SUPPLIED RECORDS:

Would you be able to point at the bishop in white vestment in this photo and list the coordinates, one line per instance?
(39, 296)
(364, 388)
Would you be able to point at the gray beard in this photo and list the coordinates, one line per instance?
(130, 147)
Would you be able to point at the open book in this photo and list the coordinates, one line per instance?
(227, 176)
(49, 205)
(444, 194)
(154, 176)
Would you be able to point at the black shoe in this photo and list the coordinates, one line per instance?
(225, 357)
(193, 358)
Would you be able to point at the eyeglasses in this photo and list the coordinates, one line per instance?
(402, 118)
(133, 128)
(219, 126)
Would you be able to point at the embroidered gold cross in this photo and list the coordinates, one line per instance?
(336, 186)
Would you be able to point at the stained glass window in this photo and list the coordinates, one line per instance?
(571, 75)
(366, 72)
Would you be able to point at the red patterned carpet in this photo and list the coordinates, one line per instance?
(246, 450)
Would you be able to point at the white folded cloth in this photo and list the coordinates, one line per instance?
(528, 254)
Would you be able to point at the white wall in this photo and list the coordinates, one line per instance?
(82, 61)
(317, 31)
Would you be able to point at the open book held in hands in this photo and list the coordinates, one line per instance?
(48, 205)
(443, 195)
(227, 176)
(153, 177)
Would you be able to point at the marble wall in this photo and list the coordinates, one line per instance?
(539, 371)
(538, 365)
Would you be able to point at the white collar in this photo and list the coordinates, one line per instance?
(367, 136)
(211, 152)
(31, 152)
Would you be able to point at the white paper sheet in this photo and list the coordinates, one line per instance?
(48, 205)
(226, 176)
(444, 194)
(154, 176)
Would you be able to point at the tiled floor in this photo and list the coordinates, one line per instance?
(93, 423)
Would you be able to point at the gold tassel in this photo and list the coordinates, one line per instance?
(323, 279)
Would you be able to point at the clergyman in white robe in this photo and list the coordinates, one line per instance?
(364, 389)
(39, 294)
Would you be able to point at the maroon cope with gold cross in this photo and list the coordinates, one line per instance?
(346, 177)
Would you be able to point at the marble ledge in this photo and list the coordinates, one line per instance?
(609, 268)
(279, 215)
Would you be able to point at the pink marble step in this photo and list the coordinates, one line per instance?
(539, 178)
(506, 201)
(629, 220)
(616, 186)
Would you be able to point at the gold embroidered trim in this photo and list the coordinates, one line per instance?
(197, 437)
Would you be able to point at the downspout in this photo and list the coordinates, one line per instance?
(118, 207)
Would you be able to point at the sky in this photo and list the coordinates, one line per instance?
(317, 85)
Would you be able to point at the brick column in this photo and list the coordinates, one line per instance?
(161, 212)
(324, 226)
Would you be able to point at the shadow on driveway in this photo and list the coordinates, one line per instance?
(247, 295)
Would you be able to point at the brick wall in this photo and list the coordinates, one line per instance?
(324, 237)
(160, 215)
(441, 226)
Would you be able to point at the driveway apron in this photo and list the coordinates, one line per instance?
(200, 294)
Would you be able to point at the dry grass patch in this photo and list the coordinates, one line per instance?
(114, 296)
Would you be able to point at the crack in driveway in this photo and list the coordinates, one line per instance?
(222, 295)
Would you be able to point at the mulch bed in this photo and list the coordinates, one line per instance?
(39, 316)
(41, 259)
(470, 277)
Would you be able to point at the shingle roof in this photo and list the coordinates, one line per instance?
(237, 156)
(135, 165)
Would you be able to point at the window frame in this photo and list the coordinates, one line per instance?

...

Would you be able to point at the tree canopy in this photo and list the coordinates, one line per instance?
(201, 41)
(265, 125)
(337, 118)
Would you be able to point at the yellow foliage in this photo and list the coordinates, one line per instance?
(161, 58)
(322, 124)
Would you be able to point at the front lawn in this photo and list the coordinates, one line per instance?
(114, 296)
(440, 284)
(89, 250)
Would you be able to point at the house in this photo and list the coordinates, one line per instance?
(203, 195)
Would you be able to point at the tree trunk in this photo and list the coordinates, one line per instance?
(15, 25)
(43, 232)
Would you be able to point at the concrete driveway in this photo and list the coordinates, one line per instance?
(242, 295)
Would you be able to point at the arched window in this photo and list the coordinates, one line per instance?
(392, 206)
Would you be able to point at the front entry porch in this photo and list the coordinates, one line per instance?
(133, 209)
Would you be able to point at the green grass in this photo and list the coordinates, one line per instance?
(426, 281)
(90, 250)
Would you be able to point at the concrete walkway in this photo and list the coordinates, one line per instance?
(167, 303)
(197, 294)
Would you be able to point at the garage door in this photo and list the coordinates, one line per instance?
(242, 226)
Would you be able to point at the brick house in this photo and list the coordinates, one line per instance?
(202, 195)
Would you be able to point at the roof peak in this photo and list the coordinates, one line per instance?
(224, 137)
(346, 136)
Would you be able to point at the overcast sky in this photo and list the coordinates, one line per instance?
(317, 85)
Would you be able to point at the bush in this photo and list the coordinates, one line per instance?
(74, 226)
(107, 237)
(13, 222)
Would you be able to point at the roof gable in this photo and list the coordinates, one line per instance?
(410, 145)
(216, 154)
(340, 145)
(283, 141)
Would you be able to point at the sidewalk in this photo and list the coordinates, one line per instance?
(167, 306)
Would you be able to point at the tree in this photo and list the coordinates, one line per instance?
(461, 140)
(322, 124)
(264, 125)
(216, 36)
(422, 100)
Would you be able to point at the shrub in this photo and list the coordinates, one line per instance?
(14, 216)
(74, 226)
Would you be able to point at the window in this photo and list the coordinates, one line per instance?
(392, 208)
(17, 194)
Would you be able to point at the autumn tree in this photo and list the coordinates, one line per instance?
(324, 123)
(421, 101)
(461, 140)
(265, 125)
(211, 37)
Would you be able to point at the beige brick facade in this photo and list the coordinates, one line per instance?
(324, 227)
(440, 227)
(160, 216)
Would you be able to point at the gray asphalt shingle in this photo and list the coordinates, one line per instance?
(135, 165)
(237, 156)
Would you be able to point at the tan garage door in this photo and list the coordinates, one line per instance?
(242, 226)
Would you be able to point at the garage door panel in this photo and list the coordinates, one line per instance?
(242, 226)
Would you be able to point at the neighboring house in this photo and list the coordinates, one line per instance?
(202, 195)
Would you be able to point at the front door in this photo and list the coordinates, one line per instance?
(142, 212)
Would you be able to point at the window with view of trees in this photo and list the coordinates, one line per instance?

WHAT IS EXPECTED:
Write out exactly the lines above from the line with "Would you be able to point at the front door" through the line with "Would you be able to point at the window with", both of them included, and leave out all other lines.

SOLUTION TO THE EXERCISE:
Would you be able to point at the front door in this photo and list the coordinates, one line per instance?
(142, 212)
Would you be able to point at the window with view of trees in this photo and list the coordinates, one line per instance?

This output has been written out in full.